(Extracted records)

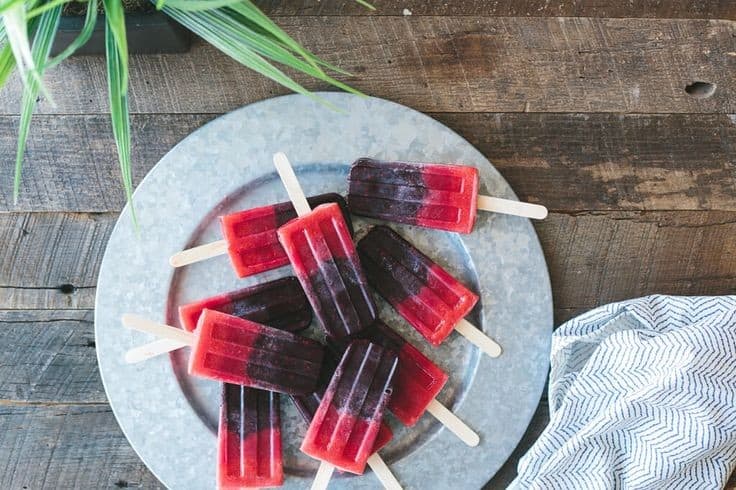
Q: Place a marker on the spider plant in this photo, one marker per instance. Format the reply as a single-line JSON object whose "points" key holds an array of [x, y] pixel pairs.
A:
{"points": [[235, 27]]}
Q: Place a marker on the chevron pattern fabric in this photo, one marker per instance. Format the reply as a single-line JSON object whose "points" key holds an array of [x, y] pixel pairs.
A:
{"points": [[642, 395]]}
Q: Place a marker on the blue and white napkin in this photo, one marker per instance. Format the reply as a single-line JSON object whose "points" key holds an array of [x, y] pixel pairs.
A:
{"points": [[642, 395]]}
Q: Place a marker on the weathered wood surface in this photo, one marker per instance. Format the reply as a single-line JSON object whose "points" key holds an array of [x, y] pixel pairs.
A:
{"points": [[569, 162], [48, 357], [690, 9], [53, 259], [594, 257], [67, 446], [587, 115], [443, 64]]}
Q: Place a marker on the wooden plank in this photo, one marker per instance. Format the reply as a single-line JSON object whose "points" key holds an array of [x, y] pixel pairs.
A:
{"points": [[507, 473], [610, 161], [71, 161], [53, 259], [594, 258], [48, 357], [443, 64], [50, 447], [689, 9], [569, 162]]}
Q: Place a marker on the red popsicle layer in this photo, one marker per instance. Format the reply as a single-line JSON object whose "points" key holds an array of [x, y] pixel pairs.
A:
{"points": [[432, 195], [344, 429], [249, 439], [253, 245], [424, 293], [280, 304], [418, 380], [307, 405], [324, 259]]}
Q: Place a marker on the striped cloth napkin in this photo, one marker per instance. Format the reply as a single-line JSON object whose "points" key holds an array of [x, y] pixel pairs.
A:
{"points": [[642, 395]]}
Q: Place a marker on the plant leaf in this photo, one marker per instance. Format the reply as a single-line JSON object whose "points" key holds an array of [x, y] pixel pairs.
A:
{"points": [[224, 29], [35, 12], [47, 27], [7, 63], [117, 85], [89, 24], [115, 23]]}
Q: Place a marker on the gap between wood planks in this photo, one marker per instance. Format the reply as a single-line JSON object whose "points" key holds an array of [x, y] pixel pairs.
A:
{"points": [[439, 64], [568, 161]]}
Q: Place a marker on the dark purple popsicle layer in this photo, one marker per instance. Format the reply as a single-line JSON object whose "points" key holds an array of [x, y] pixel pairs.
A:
{"points": [[249, 439], [280, 304], [345, 427], [419, 289]]}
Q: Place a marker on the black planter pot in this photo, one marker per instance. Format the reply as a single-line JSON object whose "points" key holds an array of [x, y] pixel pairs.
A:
{"points": [[147, 34]]}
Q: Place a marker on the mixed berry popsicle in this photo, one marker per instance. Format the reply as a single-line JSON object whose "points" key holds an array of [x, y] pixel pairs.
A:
{"points": [[417, 381], [238, 351], [343, 431], [250, 237], [322, 253], [307, 407], [425, 194], [424, 293], [416, 384], [280, 304], [249, 439]]}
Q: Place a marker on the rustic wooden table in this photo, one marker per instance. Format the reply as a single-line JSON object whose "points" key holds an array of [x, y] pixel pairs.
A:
{"points": [[582, 107]]}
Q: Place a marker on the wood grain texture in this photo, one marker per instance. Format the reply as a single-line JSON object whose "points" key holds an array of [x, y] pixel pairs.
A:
{"points": [[71, 161], [594, 257], [689, 9], [569, 162], [48, 357], [443, 64], [51, 260], [67, 446]]}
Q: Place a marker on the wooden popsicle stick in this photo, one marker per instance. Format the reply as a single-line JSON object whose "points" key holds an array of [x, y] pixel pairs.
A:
{"points": [[481, 340], [164, 331], [384, 473], [198, 254], [291, 183], [515, 208], [324, 474], [453, 423], [152, 349]]}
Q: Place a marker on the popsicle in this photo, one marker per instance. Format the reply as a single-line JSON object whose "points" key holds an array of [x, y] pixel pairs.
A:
{"points": [[280, 304], [322, 253], [249, 439], [238, 351], [432, 195], [307, 407], [416, 384], [250, 237], [343, 431], [424, 293]]}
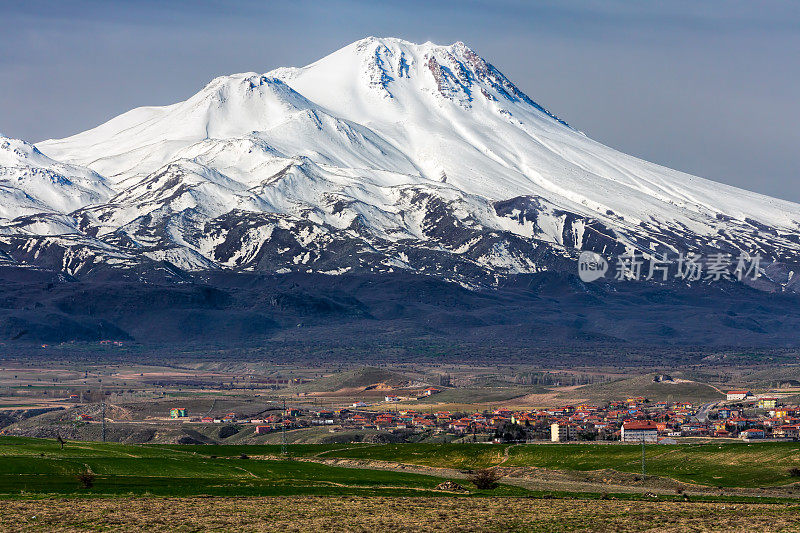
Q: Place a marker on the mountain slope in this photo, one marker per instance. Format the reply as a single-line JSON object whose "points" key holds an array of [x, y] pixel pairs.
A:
{"points": [[31, 182], [383, 156]]}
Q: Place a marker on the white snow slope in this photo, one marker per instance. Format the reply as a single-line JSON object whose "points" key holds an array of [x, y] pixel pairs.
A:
{"points": [[392, 145]]}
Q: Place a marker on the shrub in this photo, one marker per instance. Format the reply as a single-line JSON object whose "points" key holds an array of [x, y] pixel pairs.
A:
{"points": [[86, 479], [485, 478]]}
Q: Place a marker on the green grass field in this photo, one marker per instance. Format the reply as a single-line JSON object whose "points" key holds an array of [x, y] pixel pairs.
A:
{"points": [[30, 467], [726, 465], [34, 466]]}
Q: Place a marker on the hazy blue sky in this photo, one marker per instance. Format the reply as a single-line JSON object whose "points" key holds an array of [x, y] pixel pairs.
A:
{"points": [[708, 87]]}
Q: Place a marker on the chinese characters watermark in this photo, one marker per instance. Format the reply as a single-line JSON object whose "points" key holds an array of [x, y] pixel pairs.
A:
{"points": [[687, 267]]}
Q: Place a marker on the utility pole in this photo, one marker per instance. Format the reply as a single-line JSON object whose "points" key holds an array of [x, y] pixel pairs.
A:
{"points": [[644, 469], [103, 412], [283, 429]]}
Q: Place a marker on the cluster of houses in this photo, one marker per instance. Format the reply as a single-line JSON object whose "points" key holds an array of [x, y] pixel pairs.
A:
{"points": [[633, 420]]}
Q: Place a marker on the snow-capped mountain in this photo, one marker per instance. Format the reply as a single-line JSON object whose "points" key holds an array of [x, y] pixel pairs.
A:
{"points": [[32, 183], [384, 155]]}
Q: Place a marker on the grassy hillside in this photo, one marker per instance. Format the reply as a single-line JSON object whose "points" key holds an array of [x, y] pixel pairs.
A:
{"points": [[30, 466], [645, 386], [33, 466]]}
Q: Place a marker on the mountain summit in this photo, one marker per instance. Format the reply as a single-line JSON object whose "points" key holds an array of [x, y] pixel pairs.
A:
{"points": [[385, 155]]}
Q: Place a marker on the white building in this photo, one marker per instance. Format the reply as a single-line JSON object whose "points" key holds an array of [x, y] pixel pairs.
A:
{"points": [[563, 432], [738, 395], [639, 431]]}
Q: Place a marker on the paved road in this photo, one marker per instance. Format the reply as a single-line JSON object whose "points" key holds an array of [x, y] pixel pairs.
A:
{"points": [[702, 413]]}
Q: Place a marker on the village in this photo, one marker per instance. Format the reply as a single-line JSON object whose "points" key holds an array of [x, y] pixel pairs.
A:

(End Extracted records)

▸ **What you have to do**
Produce an exact copy of every line above, with the images left out.

▸ **Exercise result**
Q: Place a marker on the spider plant in this photo, one marker per instance. Format the reply as a single-line JSON object whose "points" key holds an array of [x, y] pixel pairs.
A:
{"points": [[235, 27]]}
Q: Place a marker on the chevron pattern fabric in this photo, one marker per instance. Format the reply as a single-line JSON object whose "points" key holds an array of [x, y] pixel pairs.
A:
{"points": [[642, 395]]}
Q: Place a marker on the blue and white napkin in this photo, one marker per instance. Format the reply as a single-line JSON object whose "points" key holds an array of [x, y] pixel pairs.
A:
{"points": [[642, 395]]}
Q: Place a marker on the weathered wood surface in this photo, one marker per instance. Format the reply as a single-line JSON object whose "points" key holds an array of [x, y] pixel pairs.
A:
{"points": [[569, 162], [48, 357], [690, 9], [53, 259], [594, 257], [67, 446], [587, 115], [443, 64]]}
Q: Place a marker on the wooden plank in this photo, one marker per instance. Format the reply as a single-line JSON object whose "points" key holds an array of [x, y] pixel pairs.
A:
{"points": [[507, 473], [610, 161], [71, 161], [53, 259], [594, 258], [48, 357], [443, 64], [50, 447], [689, 9], [569, 162]]}
Q: Place a marker on the red popsicle layer in this photo, one marker per instance. Format the reply as a single-line JSON object whose "points" key holds an array of [x, y] pixel pairs.
A:
{"points": [[432, 195], [344, 429], [249, 439], [253, 245], [424, 293], [280, 304], [418, 380], [307, 405], [324, 259]]}
Q: Place a marker on the striped cloth napkin in this photo, one marker per instance. Format the reply as a single-line JSON object whose "points" key holds an array of [x, y] pixel pairs.
A:
{"points": [[642, 395]]}
Q: Place a marker on the plant leaf in this photo, one marker per instance. Format the reply as a single-line JSON object whose "points" key holds an array of [x, y] pixel pairs.
A:
{"points": [[224, 29], [35, 12], [47, 27], [7, 63], [117, 85], [89, 24], [115, 23]]}
Q: Place a marker on the gap between wood planks in this photo, one marker per instance. Format the reply as a single-line JSON object whose "points" key holds an array of [x, y] pixel pairs.
A:
{"points": [[439, 64], [568, 161]]}
Q: Place a marker on the dark purple popsicle layer in this photo, one marker per instance. Format the reply as a single-line JSON object whose "points" key holds an array of [x, y] pixel pairs.
A:
{"points": [[249, 439], [280, 304], [345, 427], [419, 289]]}
Q: Place a marker on the black planter pot in this photo, one marker per instance. Format the reply as a single-line JSON object whose "points" key holds an array of [x, y] pixel pairs.
A:
{"points": [[147, 34]]}
Q: Place a marker on the mixed berry popsicle in this photo, one marker per instance. Format the reply as a single-line JSON object whose "points" key holds an array of [x, y] pixel pairs.
A:
{"points": [[417, 381], [238, 351], [343, 431], [250, 237], [322, 253], [307, 407], [425, 194], [424, 293], [416, 384], [280, 304], [249, 439]]}
Q: Place a marker on the rustic wooden table in this photo, one marker per instance. Format the reply as a single-line JSON object whose "points" key holds an array of [x, y] pixel pairs.
A:
{"points": [[582, 107]]}
Q: Place a marker on the wood grain texture in this photo, one marker per instance. Format the reply as a single-line JSON object whose "points" key holds an array of [x, y] pixel pairs.
A:
{"points": [[71, 161], [594, 257], [689, 9], [569, 162], [48, 357], [443, 64], [51, 260], [67, 446]]}
Q: Place a marker on the wooden popsicle stick in this photo, one marker per instance. Format the reply as a single-line JSON object whose "points" key holds an array of [x, y] pixel pairs.
A:
{"points": [[481, 340], [164, 331], [384, 473], [198, 254], [291, 183], [515, 208], [324, 474], [453, 423], [152, 349]]}
Q: Place a marker on the popsicle in this photo, one marker per instance. Format the reply as a single-line JSON object whose "points" key holds an array of [x, y] pixel pairs.
A:
{"points": [[280, 304], [322, 253], [249, 439], [238, 351], [432, 195], [307, 407], [416, 384], [250, 237], [343, 431], [424, 293]]}
Q: Place a marker on the mountain slope in this photo, one marker per instance. Format the reply as a single-line JSON object whose "points" key holds an array of [x, y] pixel pairs.
A:
{"points": [[31, 182], [383, 156]]}
Q: Place a marker on the white snow slope in this photo, one marker per instance. Format the reply as a single-line JSON object whose "points" key holds an array of [x, y] pixel pairs.
A:
{"points": [[392, 145]]}
Q: Place a marker on the shrub in this photo, one marker per instance. Format the reply as a single-line JSON object whose "points" key holds an array of [x, y] pixel pairs.
A:
{"points": [[86, 479], [485, 478]]}
Q: Place a marker on the green grass field in this photo, one marker per instance. Format the reply as a single-line JSON object whose "points" key holds an array of [x, y] pixel pairs.
A:
{"points": [[30, 467], [726, 465], [34, 466]]}
Q: Place a marker on the hazy blue sky in this photo, one marker per instance. Format the reply as a single-line JSON object whose "points" key holds an array of [x, y] pixel pairs.
A:
{"points": [[708, 87]]}
Q: Place a marker on the chinese characters watermark in this photo, one marker per instance. Format the reply as a single-line JSON object whose "points" key holds an array of [x, y] pixel pairs.
A:
{"points": [[687, 267]]}
Q: Place a marker on the utility pole in this photo, one marker per instance. Format the reply as a single-line JSON object whose "points" key holds an array of [x, y] pixel pairs.
A:
{"points": [[644, 469], [103, 412], [283, 429]]}
Q: Place a marker on the cluster of houses in this photo, one marker per instance. Format the reply as a single-line JSON object whose "points" key holds an array of [x, y] pixel pairs.
A:
{"points": [[633, 420]]}
Q: Place a marker on the snow-capped mountain in this photo, one marker per instance. Format the reply as a single-line JSON object whose "points" key holds an array of [x, y] pixel pairs.
A:
{"points": [[32, 183], [384, 155]]}
Q: Place a marker on the grassy hillside in this photo, one marker per instance. Format the reply as a single-line JSON object whose "points" key holds an array of [x, y] pixel pairs.
A:
{"points": [[30, 466], [645, 386], [33, 466]]}
Q: Place a marker on the mountain summit in this photo, one marker per instance. Format the reply as a single-line JSON object whose "points" key holds an array of [x, y] pixel pairs.
A:
{"points": [[385, 155]]}
Q: Place a marker on the white building in this photo, one marker per instance. Format the reply as a single-line JSON object whose "points" key holds an array of [x, y] pixel pairs.
A:
{"points": [[563, 432], [738, 395], [639, 431]]}
Q: Place a marker on the paved road in this photo, one marker per instance. Format the reply as a single-line JSON object whose "points" key holds an array of [x, y] pixel pairs.
A:
{"points": [[702, 413]]}
Q: Place a marker on the village in this photo, one marker per instance. Format the reply as a single-line JSON object whose "points" key holds an array of [x, y] pixel pairs.
A:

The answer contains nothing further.